GOAL OF THE EXERCISE: Only the lines of the data below from the one with "Target: dirt trail" through the one with "instance, sample <point>118,302</point>." are wanted. Repeat them exactly.

(Dataset records)
%%
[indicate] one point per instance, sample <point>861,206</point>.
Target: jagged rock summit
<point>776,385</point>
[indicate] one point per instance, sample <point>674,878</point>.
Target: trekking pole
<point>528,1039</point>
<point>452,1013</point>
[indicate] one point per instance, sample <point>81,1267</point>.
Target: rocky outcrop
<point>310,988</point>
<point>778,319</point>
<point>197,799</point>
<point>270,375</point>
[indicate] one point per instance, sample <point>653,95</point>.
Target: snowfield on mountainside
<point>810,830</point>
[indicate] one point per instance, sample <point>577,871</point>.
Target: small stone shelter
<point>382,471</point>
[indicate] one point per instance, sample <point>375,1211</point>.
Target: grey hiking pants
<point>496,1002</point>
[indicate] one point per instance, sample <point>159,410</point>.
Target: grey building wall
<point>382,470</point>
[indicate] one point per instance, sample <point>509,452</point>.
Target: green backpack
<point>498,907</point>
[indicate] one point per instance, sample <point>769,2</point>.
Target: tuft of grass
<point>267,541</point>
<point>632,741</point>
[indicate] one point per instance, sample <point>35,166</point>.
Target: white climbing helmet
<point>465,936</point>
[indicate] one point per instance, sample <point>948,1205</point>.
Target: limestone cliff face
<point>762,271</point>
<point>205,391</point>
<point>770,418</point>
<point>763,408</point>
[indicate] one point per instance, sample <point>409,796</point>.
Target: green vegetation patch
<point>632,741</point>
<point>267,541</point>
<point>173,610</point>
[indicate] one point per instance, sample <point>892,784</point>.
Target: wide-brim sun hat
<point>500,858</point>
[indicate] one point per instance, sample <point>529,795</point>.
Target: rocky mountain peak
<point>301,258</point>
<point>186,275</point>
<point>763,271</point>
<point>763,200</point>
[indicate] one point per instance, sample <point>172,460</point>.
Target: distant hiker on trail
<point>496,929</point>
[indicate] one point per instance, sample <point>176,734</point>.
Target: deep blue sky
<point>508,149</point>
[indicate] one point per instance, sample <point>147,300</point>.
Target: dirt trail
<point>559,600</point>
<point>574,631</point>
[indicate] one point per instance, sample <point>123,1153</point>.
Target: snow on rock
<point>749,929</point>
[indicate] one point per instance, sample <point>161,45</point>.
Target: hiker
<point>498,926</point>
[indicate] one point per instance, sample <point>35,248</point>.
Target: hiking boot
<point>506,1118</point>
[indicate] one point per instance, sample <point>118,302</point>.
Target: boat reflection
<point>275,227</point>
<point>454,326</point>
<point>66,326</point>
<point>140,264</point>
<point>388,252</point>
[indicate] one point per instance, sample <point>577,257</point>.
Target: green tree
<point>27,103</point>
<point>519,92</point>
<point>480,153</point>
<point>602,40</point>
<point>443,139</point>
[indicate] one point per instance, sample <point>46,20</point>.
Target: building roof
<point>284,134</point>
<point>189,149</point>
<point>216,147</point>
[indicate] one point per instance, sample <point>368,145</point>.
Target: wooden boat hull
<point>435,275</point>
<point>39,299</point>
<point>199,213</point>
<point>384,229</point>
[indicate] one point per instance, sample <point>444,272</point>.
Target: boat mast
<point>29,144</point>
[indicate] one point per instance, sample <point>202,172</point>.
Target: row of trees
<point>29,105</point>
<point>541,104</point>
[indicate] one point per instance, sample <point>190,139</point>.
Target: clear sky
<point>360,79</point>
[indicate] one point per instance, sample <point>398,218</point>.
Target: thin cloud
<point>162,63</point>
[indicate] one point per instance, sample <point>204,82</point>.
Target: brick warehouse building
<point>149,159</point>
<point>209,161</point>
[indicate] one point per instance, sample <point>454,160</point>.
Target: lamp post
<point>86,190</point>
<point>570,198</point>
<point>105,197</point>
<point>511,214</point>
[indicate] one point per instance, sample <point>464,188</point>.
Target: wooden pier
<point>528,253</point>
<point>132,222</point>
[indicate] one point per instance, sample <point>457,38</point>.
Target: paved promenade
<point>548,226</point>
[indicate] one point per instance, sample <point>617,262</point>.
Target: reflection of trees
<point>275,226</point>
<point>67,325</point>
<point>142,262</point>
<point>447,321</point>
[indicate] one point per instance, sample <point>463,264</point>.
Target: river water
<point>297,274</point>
%%
RESPONSE TO THE EXERCISE:
Target: dirt trail
<point>559,600</point>
<point>574,631</point>
[indicate] one point per instance, sample <point>123,1153</point>.
Target: snow on rock
<point>749,929</point>
[indicate] one point per instance, sample <point>161,45</point>.
Target: hiker
<point>498,926</point>
[indicate] one point per instance, sample <point>35,248</point>.
Target: hiking boot
<point>506,1118</point>
[indicate] one point per instance, sample <point>118,302</point>.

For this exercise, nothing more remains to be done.